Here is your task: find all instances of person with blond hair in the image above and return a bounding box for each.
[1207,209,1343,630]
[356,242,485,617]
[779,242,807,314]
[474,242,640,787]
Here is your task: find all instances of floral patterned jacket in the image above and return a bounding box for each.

-- Task goal --
Can you write these lines out again, changing each "bounding box" to "rectangle" and keeping everything else the same?

-- Written response --
Here is your task: find all instances of person with blond hair in the image above and return a rectangle for each.
[1207,209,1343,630]
[356,242,485,617]
[779,242,807,314]
[474,242,640,787]
Here is your task: find all instances of floral patterned jacket in the image above and return a rectangle for each.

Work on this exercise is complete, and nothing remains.